Interview
BURLESQUE GIRL : entretien avec François Amoretti
Connu pour ses très beaux albums illustrés sortis chez Soleil, qui fusionnaient contes de fées et esthétique goth lolita, également habitué des pages de Coyote Mag, François Amoretti est un dessinateur français fortement influencé à la fois par la culture japonaise et celle du rock’n’roll. Aujourd’hui hébergé par Ankama Éditions, il a sorti avant l’été sa première bande-dessinée réalisée quasiment en solo (tant au niveau du dessin que du scénario) : BURLESQUE GIRL. Une sorte d’œuvre « de la maturité » qui parle de pin-up, de voitures des années 50 et de rockabilly, et dont le second tome est déjà prévu pour avril 2013. D’ici-là, il nous parle de ce projet un peu à part mais aussi de son background gothic lolita…
Propos recueillis par Christophe Lorentz / Photos : Laurent Koffel
Pour commencer, peux-tu te présenter ?
Je suis dessinateur et aussi, depuis peu, scénariste. J’ai déjà fait trois livres illustrés aux éditions Soleil : GOTHIC LOLITA, ALICE AU PAYS DES MERVEILLES et LE PETIT CHAPERON ROUGE OU CE QU’IL ADVINT DANS LE VENTRE DU LOUP. Depuis peu, j’écris mes propres histoires et je les dessine. Je suis désormais aux éditions Ankama et je viens juste de sortir mon premier livre solo : BURLESQUE GIRL.
Comment s’est fait ce passage en solo et comment l’as-tu vécu ?
Juste après LE PETIT CHAPERON ROUGE…, Soleil m’a proposé de faire LA BELLE ET LA BÊTE. Je me retrouvais donc à nouveau avec une histoire d’une jeune femme et d’une bête poilue ! J’étais en train de faire du remâché de ce que j’avais fait avant, et j’avais l’impression que j’avais déjà tout dit sur le sujet : sur les contes, sur les lolitas… J’y reviendrai peut-être un jour, mais là j’avais envie de faire quelque chose de nouveau. Puis, à ce moment-là, plein de choses ont basculé dans ma vie privée : j’ai pris une grosse claque et j’ai grandi d’un coup. J’avais l’impression d’avoir été un éternel adolescent, et là j’étais devenu adulte ! Je ne me retrouvais plus dans ce que je faisais. Je me souviens que j’étais en train de rentrer d’un festival catastrophique – qui n’était pas un vrai festival mais une espèce d’arnaque où je dédicaçais dans un Centre E. Leclerc. J’avais 10 h de train au retour, j’étais complètement déprimé, j’avais un calepin et j’ai écrit BURLESQUE GIRL durant les 10 h de trajet. J’ai écris les deux tomes, j’ai fait tout le séquentiel… Et le lendemain j’ai dit à Soleil que j’étais désolé mais que je refusais de signer leur contrat. Donc je me suis mis à dessiner sur BURLESQUE GIRL. C’était un peu suicidaire parce que je ne savais pas du tout où j’allais, et que du coup je n’avais plus de salaire, plus rien, car on n’a pas de chômage dans ce métier (rires) ! Puis j’ai rencontré Olivier Jalabert, qui est directeur éditorial chez Ankama, et je lui ai présenté mon projet. Il m’a dit : « C’est cool. C’est très Ankama, c’est très toi : on te signe » ! Donc finalement ça s’est fait très vite.

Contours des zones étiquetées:
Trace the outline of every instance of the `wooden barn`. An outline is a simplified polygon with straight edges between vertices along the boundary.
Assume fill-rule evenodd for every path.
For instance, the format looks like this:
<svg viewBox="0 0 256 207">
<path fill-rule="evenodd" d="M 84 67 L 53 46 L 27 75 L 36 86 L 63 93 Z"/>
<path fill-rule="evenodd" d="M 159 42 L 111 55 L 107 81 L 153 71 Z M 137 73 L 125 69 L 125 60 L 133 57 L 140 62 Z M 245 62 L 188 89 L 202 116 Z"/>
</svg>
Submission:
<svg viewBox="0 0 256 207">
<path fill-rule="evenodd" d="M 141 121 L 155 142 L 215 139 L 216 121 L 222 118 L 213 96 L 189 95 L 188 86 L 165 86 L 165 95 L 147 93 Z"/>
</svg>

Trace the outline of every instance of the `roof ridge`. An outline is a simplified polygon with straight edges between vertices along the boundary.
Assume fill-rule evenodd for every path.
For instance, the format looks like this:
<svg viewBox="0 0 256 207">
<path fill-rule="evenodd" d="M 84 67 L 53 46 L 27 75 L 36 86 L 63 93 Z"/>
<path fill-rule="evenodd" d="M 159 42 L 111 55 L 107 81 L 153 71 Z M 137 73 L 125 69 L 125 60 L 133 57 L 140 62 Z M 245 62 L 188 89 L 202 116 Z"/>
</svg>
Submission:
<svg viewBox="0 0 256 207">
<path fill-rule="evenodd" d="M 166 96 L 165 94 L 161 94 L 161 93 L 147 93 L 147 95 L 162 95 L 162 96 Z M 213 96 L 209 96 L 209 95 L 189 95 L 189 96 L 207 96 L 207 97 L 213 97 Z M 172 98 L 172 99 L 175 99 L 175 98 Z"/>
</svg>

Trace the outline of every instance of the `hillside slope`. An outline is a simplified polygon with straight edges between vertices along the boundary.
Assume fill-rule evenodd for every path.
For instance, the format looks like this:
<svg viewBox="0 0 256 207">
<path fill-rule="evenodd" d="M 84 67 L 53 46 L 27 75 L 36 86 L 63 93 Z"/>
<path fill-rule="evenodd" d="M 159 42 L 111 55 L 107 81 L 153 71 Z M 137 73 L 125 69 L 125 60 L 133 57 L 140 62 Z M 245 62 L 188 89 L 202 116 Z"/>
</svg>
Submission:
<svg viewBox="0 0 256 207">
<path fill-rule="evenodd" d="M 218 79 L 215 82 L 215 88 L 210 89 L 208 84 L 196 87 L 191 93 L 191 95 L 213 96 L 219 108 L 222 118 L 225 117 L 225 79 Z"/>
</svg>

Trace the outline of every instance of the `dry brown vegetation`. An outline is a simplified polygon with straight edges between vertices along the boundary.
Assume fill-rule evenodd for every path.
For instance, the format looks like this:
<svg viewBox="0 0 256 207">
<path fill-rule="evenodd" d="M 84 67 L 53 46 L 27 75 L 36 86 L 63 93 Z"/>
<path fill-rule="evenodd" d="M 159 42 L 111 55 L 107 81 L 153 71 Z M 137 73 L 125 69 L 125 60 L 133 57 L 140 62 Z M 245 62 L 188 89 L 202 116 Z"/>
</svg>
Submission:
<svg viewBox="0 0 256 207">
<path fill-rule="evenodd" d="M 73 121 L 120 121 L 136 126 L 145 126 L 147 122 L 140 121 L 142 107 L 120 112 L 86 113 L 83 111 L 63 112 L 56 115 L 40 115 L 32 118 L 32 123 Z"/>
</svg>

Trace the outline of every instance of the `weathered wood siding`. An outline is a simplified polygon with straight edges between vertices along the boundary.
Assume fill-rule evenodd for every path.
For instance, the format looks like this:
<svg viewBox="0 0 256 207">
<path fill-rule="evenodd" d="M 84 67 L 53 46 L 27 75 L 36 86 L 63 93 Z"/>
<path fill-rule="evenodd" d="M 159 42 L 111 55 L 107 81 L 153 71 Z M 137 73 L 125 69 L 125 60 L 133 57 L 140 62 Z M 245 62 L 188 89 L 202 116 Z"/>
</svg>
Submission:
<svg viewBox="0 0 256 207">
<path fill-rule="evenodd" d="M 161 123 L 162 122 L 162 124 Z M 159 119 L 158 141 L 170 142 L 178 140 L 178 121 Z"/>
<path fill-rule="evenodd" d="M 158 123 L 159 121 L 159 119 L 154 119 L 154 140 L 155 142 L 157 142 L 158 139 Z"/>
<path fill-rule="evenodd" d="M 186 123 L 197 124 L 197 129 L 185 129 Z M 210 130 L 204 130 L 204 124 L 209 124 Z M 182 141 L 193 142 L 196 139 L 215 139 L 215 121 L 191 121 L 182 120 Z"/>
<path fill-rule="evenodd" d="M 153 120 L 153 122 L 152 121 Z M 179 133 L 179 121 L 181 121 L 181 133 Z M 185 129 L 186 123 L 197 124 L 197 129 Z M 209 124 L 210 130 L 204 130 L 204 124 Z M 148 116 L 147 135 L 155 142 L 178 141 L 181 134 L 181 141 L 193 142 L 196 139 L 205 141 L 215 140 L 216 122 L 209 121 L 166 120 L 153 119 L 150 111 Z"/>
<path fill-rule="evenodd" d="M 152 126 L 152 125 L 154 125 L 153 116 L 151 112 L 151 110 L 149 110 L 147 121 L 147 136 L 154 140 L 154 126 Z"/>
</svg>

• _Description du problème_
Recopie le passage de l'entretien qui commence par les mots contenant « Je suis dessinateur » et se termine par « solo : BURLESQUE GIRL. ».

• _La solution_
Je suis dessinateur et aussi, depuis peu, scénariste. J’ai déjà fait trois livres illustrés aux éditions Soleil : GOTHIC LOLITA, ALICE AU PAYS DES MERVEILLES et LE PETIT CHAPERON ROUGE OU CE QU’IL ADVINT DANS LE VENTRE DU LOUP. Depuis peu, j’écris mes propres histoires et je les dessine. Je suis désormais aux éditions Ankama et je viens juste de sortir mon premier livre solo : BURLESQUE GIRL.